[Written problem]: Count the lines in the data below that contain the string "white", and give only the number.

(Object location annotation data)

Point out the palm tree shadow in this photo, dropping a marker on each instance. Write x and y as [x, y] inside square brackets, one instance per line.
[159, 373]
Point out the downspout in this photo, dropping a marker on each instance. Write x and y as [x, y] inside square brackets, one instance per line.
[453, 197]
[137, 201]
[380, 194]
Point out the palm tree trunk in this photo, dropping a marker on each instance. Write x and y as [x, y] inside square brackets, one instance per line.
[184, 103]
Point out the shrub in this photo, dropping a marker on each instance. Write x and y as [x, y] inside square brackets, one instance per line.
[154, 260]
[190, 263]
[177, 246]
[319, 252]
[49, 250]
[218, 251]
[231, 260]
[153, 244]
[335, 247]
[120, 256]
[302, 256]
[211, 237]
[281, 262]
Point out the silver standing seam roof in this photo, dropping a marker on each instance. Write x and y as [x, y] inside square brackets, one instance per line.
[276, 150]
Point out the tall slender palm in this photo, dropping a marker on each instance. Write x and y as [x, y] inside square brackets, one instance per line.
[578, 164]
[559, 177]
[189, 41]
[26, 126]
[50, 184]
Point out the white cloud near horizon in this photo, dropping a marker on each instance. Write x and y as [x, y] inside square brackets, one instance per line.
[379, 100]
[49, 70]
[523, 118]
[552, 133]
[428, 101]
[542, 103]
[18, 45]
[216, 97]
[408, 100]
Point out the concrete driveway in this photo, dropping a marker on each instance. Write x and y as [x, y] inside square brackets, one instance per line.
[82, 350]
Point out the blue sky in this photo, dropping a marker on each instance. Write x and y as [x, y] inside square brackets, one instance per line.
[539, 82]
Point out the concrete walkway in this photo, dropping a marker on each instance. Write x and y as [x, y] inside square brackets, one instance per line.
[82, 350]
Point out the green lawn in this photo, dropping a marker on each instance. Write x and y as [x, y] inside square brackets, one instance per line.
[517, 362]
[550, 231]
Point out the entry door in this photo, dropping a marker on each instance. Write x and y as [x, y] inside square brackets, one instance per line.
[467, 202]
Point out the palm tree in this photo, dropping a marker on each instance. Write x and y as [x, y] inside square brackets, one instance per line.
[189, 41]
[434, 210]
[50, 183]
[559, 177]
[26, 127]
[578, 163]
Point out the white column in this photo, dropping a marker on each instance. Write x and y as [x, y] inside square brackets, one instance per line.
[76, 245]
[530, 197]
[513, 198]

...

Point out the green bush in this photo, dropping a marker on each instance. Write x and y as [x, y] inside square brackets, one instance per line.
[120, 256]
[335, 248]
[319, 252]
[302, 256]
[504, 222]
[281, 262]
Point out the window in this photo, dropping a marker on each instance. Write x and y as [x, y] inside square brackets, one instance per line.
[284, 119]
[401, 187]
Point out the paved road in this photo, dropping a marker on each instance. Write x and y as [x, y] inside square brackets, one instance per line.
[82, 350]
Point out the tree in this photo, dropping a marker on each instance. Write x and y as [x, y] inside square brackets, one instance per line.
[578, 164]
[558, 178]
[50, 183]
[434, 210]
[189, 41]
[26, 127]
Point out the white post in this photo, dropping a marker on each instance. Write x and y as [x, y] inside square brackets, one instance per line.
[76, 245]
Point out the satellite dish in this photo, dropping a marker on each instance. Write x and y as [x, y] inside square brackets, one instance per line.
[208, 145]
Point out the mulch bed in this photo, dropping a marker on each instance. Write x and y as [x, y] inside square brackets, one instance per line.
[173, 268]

[Solution to the exercise]: 3